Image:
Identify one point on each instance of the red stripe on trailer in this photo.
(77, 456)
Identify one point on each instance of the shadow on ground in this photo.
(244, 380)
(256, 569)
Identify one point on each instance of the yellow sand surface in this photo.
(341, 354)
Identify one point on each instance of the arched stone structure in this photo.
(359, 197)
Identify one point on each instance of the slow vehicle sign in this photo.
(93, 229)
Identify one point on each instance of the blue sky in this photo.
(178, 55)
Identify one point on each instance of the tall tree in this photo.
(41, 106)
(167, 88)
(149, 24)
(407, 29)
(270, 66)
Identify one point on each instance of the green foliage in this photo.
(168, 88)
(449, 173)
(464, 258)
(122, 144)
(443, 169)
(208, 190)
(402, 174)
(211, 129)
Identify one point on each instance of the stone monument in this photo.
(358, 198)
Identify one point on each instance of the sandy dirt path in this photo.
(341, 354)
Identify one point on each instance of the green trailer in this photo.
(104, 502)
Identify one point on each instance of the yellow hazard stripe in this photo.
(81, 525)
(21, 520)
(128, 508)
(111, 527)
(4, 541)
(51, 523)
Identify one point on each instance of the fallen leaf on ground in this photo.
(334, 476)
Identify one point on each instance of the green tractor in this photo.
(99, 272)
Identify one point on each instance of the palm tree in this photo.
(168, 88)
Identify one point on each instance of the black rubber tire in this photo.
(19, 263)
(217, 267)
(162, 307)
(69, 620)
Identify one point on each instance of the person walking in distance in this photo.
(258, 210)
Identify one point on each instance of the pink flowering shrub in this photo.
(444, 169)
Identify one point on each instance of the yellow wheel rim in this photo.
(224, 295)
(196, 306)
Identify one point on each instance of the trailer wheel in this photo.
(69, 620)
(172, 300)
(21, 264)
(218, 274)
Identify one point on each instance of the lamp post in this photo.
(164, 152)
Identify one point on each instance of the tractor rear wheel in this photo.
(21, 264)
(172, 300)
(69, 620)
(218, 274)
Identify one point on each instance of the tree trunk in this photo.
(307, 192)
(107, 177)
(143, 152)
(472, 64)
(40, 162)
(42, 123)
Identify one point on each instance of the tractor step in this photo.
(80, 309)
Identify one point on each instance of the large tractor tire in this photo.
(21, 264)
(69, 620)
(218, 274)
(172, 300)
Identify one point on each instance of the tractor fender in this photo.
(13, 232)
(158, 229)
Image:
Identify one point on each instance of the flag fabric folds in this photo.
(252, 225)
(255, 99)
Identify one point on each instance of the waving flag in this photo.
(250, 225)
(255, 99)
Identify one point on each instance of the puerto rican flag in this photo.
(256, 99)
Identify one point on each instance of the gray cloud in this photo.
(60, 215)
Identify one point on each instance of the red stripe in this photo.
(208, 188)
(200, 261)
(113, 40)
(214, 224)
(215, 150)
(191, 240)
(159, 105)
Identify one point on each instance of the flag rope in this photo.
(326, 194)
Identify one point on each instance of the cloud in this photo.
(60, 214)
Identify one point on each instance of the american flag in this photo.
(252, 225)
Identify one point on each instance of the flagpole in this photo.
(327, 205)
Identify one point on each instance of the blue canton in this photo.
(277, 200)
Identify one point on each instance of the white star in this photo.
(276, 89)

===============

**WHAT YOU SHOULD DO**:
Go through the records and copy all of them exactly.

**FINISHED TASK**:
Image:
Identify one point on each instance of the red stripe on trailer in this photo.
(77, 456)
Identify one point on each instance of the shadow on ground in this photo.
(244, 380)
(256, 569)
Identify one point on each instance of the yellow sand surface in this photo.
(341, 354)
Identify one point on each instance of the arched stone structure in this photo.
(359, 197)
Identify one point on each instance of the slow vehicle sign in this photo.
(93, 229)
Identify one point on each instance of the blue sky in this photo.
(178, 55)
Identify one point on each instance of the tall tree in this photo.
(41, 106)
(167, 88)
(149, 24)
(407, 29)
(270, 66)
Identify one point on each instance of the green foliage in this photo.
(168, 88)
(449, 173)
(464, 258)
(122, 144)
(443, 169)
(208, 190)
(402, 174)
(211, 129)
Identify one point on each instance of the stone monument in this photo.
(358, 198)
Identify one point on each instance of the sandy dirt path in this photo.
(341, 354)
Identify one point on each instance of the green trailer in this photo.
(104, 502)
Identify one point on each instance of the yellow hazard stripe in this photo.
(81, 525)
(21, 520)
(128, 508)
(111, 527)
(4, 541)
(51, 523)
Identify one point on each instance of the fallen leaf on ground in this photo.
(334, 476)
Identify one point on each instance of the green tractor in this photo.
(99, 272)
Identify one point on each instance of the palm tree in this photo.
(168, 88)
Identify one point on each instance of the black rubber tire in this photo.
(19, 263)
(217, 267)
(162, 307)
(69, 620)
Identify one point on each instance of the person walking in distance in this photo.
(258, 210)
Identify one point on each instance of the pink flowering shrub in this photo.
(444, 169)
Identify one point on each instance of the yellow wheel rim in this photo.
(224, 295)
(196, 306)
Identify one point on each instance of the trailer wheel in this photo.
(69, 620)
(172, 300)
(21, 264)
(218, 274)
Identify one point on each instance of the lamp post in this photo.
(164, 152)
Identify one point on each instance of the tractor rear wheel in this photo.
(21, 264)
(172, 300)
(69, 620)
(218, 274)
Identify one point on each instance of the tree trunk in this photo.
(307, 192)
(107, 177)
(143, 152)
(472, 64)
(40, 162)
(42, 123)
Identify one point on each instance of the tractor step in this photo.
(80, 309)
Identify one point on each instance of the large tractor tire in this photo.
(21, 264)
(69, 620)
(218, 274)
(172, 300)
Identify one point on each instance of the tractor fender in this photo.
(13, 232)
(158, 229)
Image:
Identify one point on each instance of the flag fabric folds in this photo.
(252, 225)
(255, 99)
Identify one point on each instance of the waving flag in this photo.
(250, 225)
(255, 99)
Identify one point on each instance of the puerto rican flag in this photo.
(256, 99)
Identify one point on each instance of the gray cloud in this photo.
(60, 215)
Identify one point on each instance of the red stripe in this photo.
(208, 188)
(200, 261)
(113, 40)
(214, 224)
(215, 150)
(191, 240)
(159, 105)
Identify one point on each instance of the flag rope in this photo.
(326, 194)
Identify one point on each instance of the cloud in this photo.
(60, 214)
Identify one point on each instance of the american flag in this photo.
(252, 225)
Identify one point on each instance of the flagpole in this photo.
(327, 205)
Identify one point on each instance of the blue canton in this photo.
(277, 200)
Identify one point on each instance of the white star in this photo.
(276, 89)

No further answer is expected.